• [Information provided]

----

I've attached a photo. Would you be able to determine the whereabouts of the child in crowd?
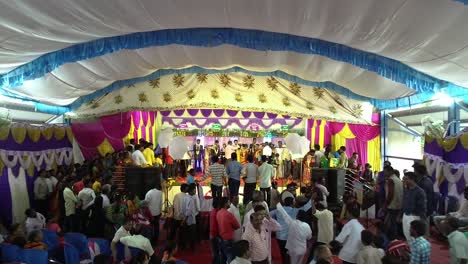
[24,230,47,250]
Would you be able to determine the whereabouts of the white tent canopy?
[0,0,468,119]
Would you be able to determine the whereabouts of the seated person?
[434,186,468,230]
[24,230,47,250]
[5,224,27,248]
[161,241,186,264]
[120,225,154,256]
[24,208,46,234]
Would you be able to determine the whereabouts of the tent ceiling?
[0,0,468,117]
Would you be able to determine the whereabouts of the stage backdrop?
[424,133,468,198]
[306,115,382,170]
[0,124,73,223]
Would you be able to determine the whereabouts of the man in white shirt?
[262,143,273,158]
[24,208,46,234]
[145,186,162,243]
[120,225,154,258]
[182,183,198,250]
[224,140,237,162]
[34,170,49,218]
[312,196,333,245]
[78,179,96,228]
[335,206,364,263]
[111,219,132,259]
[258,156,274,204]
[168,183,188,242]
[228,196,242,242]
[132,145,149,167]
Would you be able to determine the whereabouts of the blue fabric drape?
[0,28,466,114]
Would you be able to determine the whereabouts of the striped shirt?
[410,236,431,264]
[200,163,227,186]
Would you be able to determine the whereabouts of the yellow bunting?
[318,120,327,148]
[367,136,382,171]
[332,124,356,149]
[41,127,54,140]
[66,127,74,142]
[27,127,41,142]
[424,135,434,143]
[0,126,10,140]
[460,133,468,149]
[11,127,27,144]
[97,138,114,157]
[54,127,67,140]
[437,138,458,152]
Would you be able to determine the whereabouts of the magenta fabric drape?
[348,124,380,141]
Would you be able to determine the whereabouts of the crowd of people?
[2,136,468,264]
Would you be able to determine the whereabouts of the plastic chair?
[89,238,112,256]
[42,229,60,256]
[128,247,143,258]
[1,244,23,262]
[65,233,91,259]
[22,249,49,264]
[64,242,80,264]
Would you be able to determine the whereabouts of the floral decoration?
[149,78,160,88]
[242,75,255,89]
[114,94,123,104]
[163,93,172,103]
[314,88,325,99]
[186,89,195,100]
[219,73,231,87]
[267,76,279,91]
[306,102,315,110]
[211,89,219,99]
[197,73,208,83]
[289,83,302,96]
[138,93,148,103]
[234,93,242,102]
[351,104,364,118]
[172,73,185,88]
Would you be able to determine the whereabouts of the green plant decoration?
[163,93,172,103]
[197,73,208,83]
[267,76,279,91]
[242,75,255,89]
[219,73,231,87]
[172,73,185,88]
[149,78,160,89]
[234,93,242,102]
[114,94,123,104]
[138,93,148,103]
[186,89,195,100]
[314,88,325,99]
[211,89,219,99]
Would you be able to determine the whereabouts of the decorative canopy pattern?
[0,0,468,115]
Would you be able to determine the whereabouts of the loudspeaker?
[311,168,346,204]
[125,167,161,200]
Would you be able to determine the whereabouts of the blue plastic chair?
[64,243,80,264]
[42,229,60,256]
[89,238,112,256]
[22,249,49,264]
[128,247,143,258]
[1,244,23,262]
[65,233,91,259]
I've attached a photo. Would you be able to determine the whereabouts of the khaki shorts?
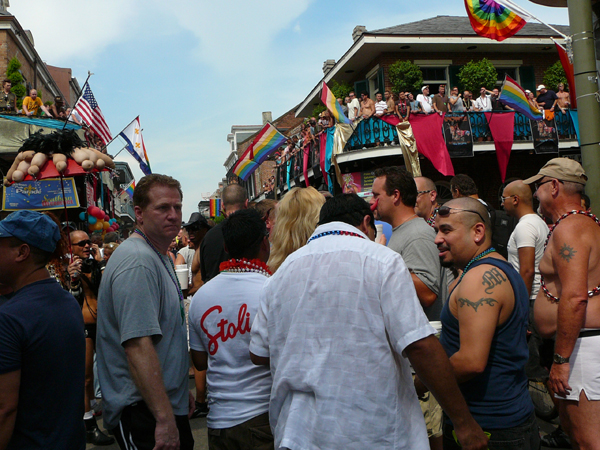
[419,392,443,438]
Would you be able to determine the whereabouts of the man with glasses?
[524,158,600,448]
[435,197,540,450]
[67,230,115,445]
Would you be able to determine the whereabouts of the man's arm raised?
[123,336,179,450]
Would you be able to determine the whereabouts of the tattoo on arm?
[458,297,498,312]
[481,267,506,294]
[558,244,577,262]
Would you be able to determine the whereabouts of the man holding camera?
[67,230,114,445]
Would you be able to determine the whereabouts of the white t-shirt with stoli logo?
[188,272,272,429]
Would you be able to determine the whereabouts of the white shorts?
[558,336,600,401]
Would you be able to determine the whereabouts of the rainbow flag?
[232,123,287,181]
[123,180,135,199]
[321,81,352,124]
[498,75,544,120]
[208,198,221,217]
[465,0,529,42]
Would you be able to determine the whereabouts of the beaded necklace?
[307,230,365,244]
[456,247,496,284]
[219,258,273,277]
[540,209,600,303]
[133,228,185,324]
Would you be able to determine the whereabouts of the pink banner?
[484,112,515,183]
[410,114,454,176]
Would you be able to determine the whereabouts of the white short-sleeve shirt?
[250,222,435,450]
[507,213,549,299]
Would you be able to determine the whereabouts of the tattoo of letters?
[481,267,506,294]
[458,297,498,312]
[558,244,577,262]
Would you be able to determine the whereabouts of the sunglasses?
[438,206,485,223]
[73,239,92,247]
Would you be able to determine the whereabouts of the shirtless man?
[556,83,571,114]
[360,92,375,119]
[524,158,600,449]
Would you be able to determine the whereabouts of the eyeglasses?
[533,178,564,191]
[73,239,92,247]
[438,206,485,223]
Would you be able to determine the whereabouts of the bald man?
[502,180,549,298]
[435,197,540,450]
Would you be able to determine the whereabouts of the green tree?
[458,58,498,94]
[388,60,423,92]
[542,61,569,91]
[6,56,27,108]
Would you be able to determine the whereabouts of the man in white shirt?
[474,86,492,112]
[250,194,487,450]
[348,91,360,121]
[417,86,434,114]
[189,209,273,450]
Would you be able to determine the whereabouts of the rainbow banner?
[232,123,287,181]
[465,0,531,42]
[498,75,544,120]
[321,81,352,124]
[208,198,221,217]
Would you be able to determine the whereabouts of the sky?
[8,0,569,220]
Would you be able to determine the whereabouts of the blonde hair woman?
[268,187,325,272]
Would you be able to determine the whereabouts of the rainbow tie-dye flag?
[232,123,287,181]
[465,0,530,42]
[321,81,352,124]
[498,75,544,120]
[208,198,221,217]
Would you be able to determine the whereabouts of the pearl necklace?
[540,209,600,303]
[307,230,365,244]
[456,247,496,284]
[219,258,273,278]
[133,228,185,324]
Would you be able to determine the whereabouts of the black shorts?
[112,402,194,450]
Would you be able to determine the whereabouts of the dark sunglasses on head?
[73,239,92,247]
[438,206,485,223]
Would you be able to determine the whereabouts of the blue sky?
[9,0,568,220]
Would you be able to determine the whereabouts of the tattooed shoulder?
[558,243,577,262]
[458,297,498,312]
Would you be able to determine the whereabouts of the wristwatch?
[552,353,569,364]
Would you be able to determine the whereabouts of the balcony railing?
[344,111,577,151]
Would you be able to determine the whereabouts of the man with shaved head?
[415,177,439,227]
[435,197,540,450]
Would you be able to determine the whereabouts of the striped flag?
[321,81,352,124]
[74,83,112,145]
[119,116,152,175]
[498,75,544,120]
[208,198,221,217]
[232,123,287,181]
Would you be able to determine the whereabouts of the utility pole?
[568,0,600,214]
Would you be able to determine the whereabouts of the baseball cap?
[181,213,210,228]
[523,158,587,186]
[0,210,60,253]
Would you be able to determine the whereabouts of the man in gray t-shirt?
[97,174,194,450]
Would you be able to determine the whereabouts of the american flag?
[75,83,112,145]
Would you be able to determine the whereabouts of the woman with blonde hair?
[268,187,325,273]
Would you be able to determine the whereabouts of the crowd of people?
[0,158,600,450]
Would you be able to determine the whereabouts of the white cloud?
[8,0,137,65]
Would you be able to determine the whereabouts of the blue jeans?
[444,414,540,450]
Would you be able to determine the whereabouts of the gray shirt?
[96,237,189,429]
[388,217,448,321]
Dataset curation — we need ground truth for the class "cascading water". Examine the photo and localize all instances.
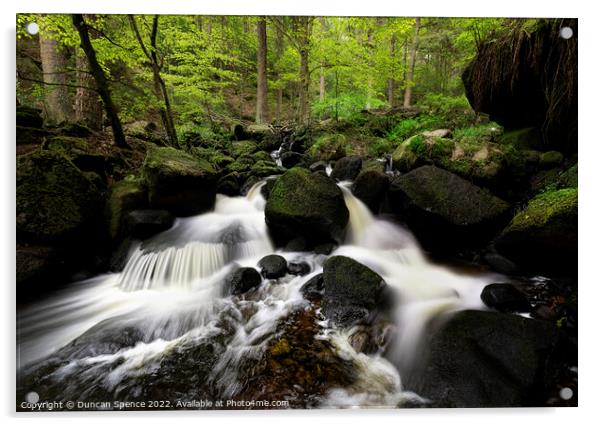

----

• [Aim] Starting at the beginning of the material and stopping after the line that contains "[0,124,73,223]", write those lines out again, requests included, with every bounding-box coordinate moved by -31. Leave the pictures out of your answer.

• [Exercise answer]
I've attached a photo. Would you be able to determine the whereabouts of the child in crowd?
[-7,199,16,219]
Would you be able to determine the whereabouts of the white tent canopy?
[-31,-31,437,88]
Would you be able to determine the whereabouts of the seated person?
[403,155,437,199]
[-7,199,16,219]
[-26,193,-4,217]
[130,210,155,233]
[89,194,123,225]
[-7,177,15,203]
Would you be able to determine the whereabouts of the tent ceiling?
[-31,-31,437,86]
Would you be able to determine the whereabouts of the stage backdrop?
[393,102,437,167]
[275,84,351,139]
[-31,93,42,192]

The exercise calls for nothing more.